◆ Description of the task: Retype the lines below exactly, leaving out the pictures.

(Items from a dataset)
## Begin

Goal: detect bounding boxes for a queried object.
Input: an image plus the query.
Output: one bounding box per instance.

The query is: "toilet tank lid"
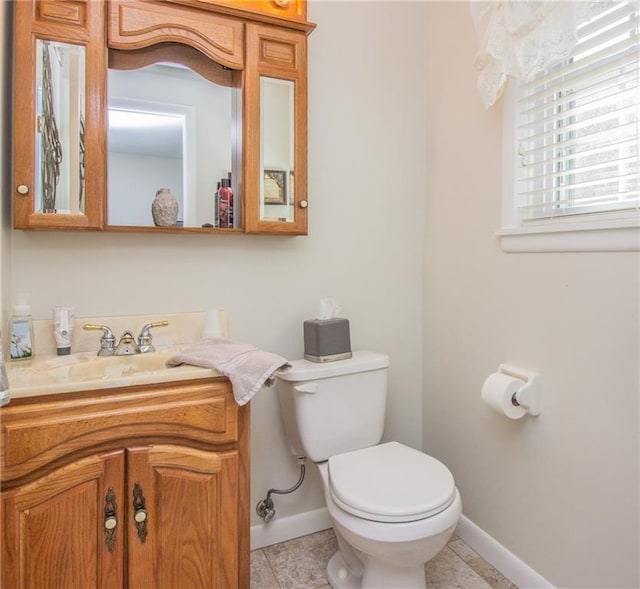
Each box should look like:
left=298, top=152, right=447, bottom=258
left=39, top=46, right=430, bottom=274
left=276, top=350, right=389, bottom=382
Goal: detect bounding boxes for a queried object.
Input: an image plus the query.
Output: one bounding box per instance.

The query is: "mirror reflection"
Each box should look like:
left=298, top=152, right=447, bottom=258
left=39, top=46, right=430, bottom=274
left=260, top=76, right=295, bottom=221
left=107, top=63, right=240, bottom=227
left=35, top=39, right=85, bottom=214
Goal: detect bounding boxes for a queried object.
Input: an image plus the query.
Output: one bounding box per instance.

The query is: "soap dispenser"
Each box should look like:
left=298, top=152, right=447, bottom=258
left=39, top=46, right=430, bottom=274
left=9, top=295, right=33, bottom=360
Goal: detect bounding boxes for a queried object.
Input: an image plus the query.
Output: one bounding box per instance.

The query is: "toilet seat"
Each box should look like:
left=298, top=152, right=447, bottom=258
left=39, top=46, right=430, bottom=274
left=328, top=442, right=456, bottom=523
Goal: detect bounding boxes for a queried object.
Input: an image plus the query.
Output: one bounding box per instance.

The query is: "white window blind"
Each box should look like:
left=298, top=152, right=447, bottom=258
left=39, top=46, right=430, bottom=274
left=515, top=0, right=640, bottom=222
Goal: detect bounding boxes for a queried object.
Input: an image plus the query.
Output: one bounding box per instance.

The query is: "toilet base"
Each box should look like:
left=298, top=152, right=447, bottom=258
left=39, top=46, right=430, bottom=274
left=327, top=551, right=362, bottom=589
left=327, top=552, right=427, bottom=589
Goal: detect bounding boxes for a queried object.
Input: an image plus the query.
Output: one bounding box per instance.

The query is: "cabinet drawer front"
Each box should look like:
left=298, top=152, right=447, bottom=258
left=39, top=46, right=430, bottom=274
left=1, top=381, right=238, bottom=481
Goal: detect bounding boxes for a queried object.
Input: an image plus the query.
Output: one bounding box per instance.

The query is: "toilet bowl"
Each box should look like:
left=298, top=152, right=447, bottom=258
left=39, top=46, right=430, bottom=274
left=317, top=442, right=462, bottom=589
left=276, top=352, right=462, bottom=589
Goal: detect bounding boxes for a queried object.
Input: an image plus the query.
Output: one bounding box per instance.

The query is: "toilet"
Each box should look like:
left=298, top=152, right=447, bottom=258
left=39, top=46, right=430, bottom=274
left=276, top=351, right=462, bottom=589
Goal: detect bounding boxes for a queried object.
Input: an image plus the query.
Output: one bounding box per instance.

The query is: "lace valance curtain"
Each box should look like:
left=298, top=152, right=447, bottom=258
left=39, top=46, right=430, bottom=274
left=471, top=0, right=612, bottom=108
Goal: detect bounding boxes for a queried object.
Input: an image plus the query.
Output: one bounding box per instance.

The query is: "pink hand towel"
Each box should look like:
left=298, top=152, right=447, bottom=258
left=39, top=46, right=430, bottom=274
left=167, top=338, right=288, bottom=405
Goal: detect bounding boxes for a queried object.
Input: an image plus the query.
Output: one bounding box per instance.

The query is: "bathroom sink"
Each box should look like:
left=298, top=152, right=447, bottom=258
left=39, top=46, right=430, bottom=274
left=7, top=350, right=217, bottom=398
left=42, top=352, right=170, bottom=379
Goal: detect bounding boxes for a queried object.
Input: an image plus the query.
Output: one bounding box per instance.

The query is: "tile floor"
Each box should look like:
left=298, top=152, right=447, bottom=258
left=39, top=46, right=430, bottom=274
left=251, top=530, right=517, bottom=589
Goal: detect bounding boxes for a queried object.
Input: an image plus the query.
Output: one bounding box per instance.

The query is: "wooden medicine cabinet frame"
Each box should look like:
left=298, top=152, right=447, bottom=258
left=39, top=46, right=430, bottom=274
left=13, top=0, right=315, bottom=235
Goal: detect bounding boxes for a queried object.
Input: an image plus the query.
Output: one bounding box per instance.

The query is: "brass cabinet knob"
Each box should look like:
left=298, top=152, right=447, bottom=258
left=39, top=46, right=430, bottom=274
left=104, top=515, right=118, bottom=530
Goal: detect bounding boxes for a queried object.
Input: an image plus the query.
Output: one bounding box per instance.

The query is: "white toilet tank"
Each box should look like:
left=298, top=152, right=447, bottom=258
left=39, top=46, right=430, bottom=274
left=276, top=351, right=389, bottom=462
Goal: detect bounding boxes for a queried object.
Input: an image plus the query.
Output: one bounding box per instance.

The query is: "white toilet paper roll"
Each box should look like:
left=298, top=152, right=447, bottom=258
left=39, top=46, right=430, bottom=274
left=482, top=372, right=527, bottom=419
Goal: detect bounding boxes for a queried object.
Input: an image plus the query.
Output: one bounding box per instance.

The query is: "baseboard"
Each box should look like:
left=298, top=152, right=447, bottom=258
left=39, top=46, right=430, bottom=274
left=251, top=507, right=331, bottom=550
left=455, top=515, right=555, bottom=589
left=251, top=507, right=555, bottom=589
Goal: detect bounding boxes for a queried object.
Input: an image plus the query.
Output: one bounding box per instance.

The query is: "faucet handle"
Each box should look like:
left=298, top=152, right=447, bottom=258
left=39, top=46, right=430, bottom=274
left=82, top=323, right=116, bottom=356
left=138, top=321, right=169, bottom=354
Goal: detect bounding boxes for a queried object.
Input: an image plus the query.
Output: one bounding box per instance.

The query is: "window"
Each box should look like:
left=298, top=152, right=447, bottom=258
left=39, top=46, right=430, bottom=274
left=500, top=0, right=640, bottom=251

## End

◆ Output for this exercise:
Goal: detect bounding boxes for a queried object.
Input: an image plus the query.
Output: one bounding box per instance.

The query is: "toilet tank lid"
Each box should look like:
left=298, top=152, right=447, bottom=258
left=39, top=46, right=430, bottom=274
left=276, top=350, right=389, bottom=382
Goal: detect bounding boxes for a queried object.
Input: an image plus the query.
Output: one bounding box per instance.

The query is: "mirror reflection"
Each box should look like:
left=298, top=152, right=447, bottom=258
left=39, top=46, right=430, bottom=274
left=260, top=76, right=295, bottom=221
left=107, top=63, right=240, bottom=227
left=35, top=39, right=85, bottom=214
Goal: detect bounding boxes for a queried object.
Input: an image plus the query.
Output: one bounding box per instance.

The query is: "soap dispenser"
Each box should look like:
left=298, top=152, right=447, bottom=258
left=39, top=46, right=430, bottom=274
left=9, top=295, right=33, bottom=360
Goal: detect bounding boxes for a queried object.
Input: an image plus the query.
Output: one bounding box per instance.

The query is: "toilet seat"
Each box should look like:
left=298, top=152, right=447, bottom=258
left=39, top=46, right=430, bottom=274
left=328, top=442, right=456, bottom=523
Goal: detect bounding boxes for a queried object.
Input: an image plus the query.
Output: one bounding box per instance.

The query is: "white window blind"
Each box should look like:
left=298, top=152, right=447, bottom=258
left=39, top=46, right=430, bottom=274
left=515, top=0, right=640, bottom=222
Goal: detect bounding boxes for a queried object.
Input: an image plus the query.
Output: one bounding box per instance.

The query is: "toilet base"
Each box should look like:
left=298, top=152, right=447, bottom=258
left=39, top=46, right=430, bottom=274
left=327, top=551, right=362, bottom=589
left=327, top=552, right=427, bottom=589
Goal: detect bounding boxes for a queried object.
Input: an image plus the query.
Output: one bounding box per instance.

The query is: "cabinet drawer front"
Each box should look like:
left=298, top=152, right=447, bottom=258
left=39, top=46, right=430, bottom=274
left=1, top=381, right=238, bottom=481
Goal: detect bounding boxes for a queried object.
Input: an image plus the query.
Output: one bounding box per instance.

The query is: "toilet bowl"
Each box should look like:
left=298, top=152, right=447, bottom=258
left=39, top=46, right=430, bottom=274
left=317, top=442, right=462, bottom=589
left=276, top=352, right=462, bottom=589
Goal: detect bounding boxes for a queried object.
Input: an image plus the query.
Output: one bounding box per instance.

The query is: "toilet"
Each box should look like:
left=298, top=152, right=447, bottom=258
left=39, top=46, right=430, bottom=274
left=276, top=351, right=462, bottom=589
Goal: detect bounding boxes for a queried object.
Input: an image plus the query.
Output: one bounding box per instance.

The query is: "lace valance curtain"
Each box should look like:
left=298, top=152, right=447, bottom=258
left=39, top=46, right=430, bottom=274
left=471, top=0, right=612, bottom=108
Goal: detect bounding boxes for a queried object.
Input: an image plus the query.
Output: one bounding box per instance.

The query is: "pink hand towel"
Each box should look like:
left=298, top=152, right=447, bottom=258
left=39, top=46, right=430, bottom=274
left=167, top=338, right=288, bottom=405
Goal: detect bounding boxes for a queried object.
Input: an image plus the query.
Output: one bounding box per instance.

The query is: "bathroom sink"
Each box should look like:
left=298, top=152, right=447, bottom=258
left=39, top=46, right=430, bottom=274
left=7, top=350, right=217, bottom=398
left=42, top=352, right=170, bottom=379
Goal: detect bounding boxes for a queried object.
Input: an image plus the query.
Output: one bounding box per instance.

The query is: "tile floor"
Each box should look like:
left=298, top=152, right=447, bottom=258
left=39, top=46, right=430, bottom=274
left=251, top=530, right=517, bottom=589
Goal: detect bounding boxes for a queried object.
Input: an image plus the query.
Output: one bounding box per instance.

The query is: "wooden medicine cabinet frame"
Each box should look like:
left=298, top=152, right=447, bottom=258
left=39, top=46, right=430, bottom=274
left=13, top=0, right=315, bottom=235
Goal: detect bounding boxes for a queried object.
Input: an image plus the query.
Output: one bounding box per instance.

The query is: "brass cabinet knob"
Each box should look like:
left=298, top=152, right=447, bottom=258
left=39, top=46, right=430, bottom=274
left=104, top=515, right=118, bottom=530
Goal: detect bounding boxes for a queried object.
Input: an image plus the query.
Output: one bounding box per instance.

The query is: "white toilet tank"
Each box should look like:
left=298, top=152, right=447, bottom=258
left=39, top=46, right=430, bottom=274
left=276, top=351, right=389, bottom=462
Goal: detect bounding boxes for a queried object.
Input: an image plus the query.
Output: one bounding box per instance.

The query is: "white toilet paper roll"
Each box should look like:
left=298, top=152, right=447, bottom=258
left=39, top=46, right=430, bottom=274
left=482, top=372, right=527, bottom=419
Goal: detect bounding boxes for a queried object.
Input: an image plus the query.
Output: one bounding box per instance.

The query is: "baseboard"
Each box should look like:
left=298, top=152, right=447, bottom=258
left=39, top=46, right=430, bottom=274
left=251, top=507, right=331, bottom=550
left=455, top=515, right=555, bottom=589
left=251, top=507, right=555, bottom=589
Goal: detect bounding boxes for a queried object.
Input: an image plus the query.
Output: one bounding box per instance.

The query is: "faucet handle"
Each box should look like:
left=298, top=152, right=447, bottom=258
left=39, top=46, right=430, bottom=274
left=82, top=323, right=116, bottom=356
left=138, top=321, right=169, bottom=354
Goal: detect bounding boxes for a queried object.
Input: an image plus the query.
Output: one bounding box per instance.

The query is: "window"
Each box should look like:
left=298, top=152, right=447, bottom=258
left=39, top=46, right=430, bottom=274
left=500, top=0, right=640, bottom=251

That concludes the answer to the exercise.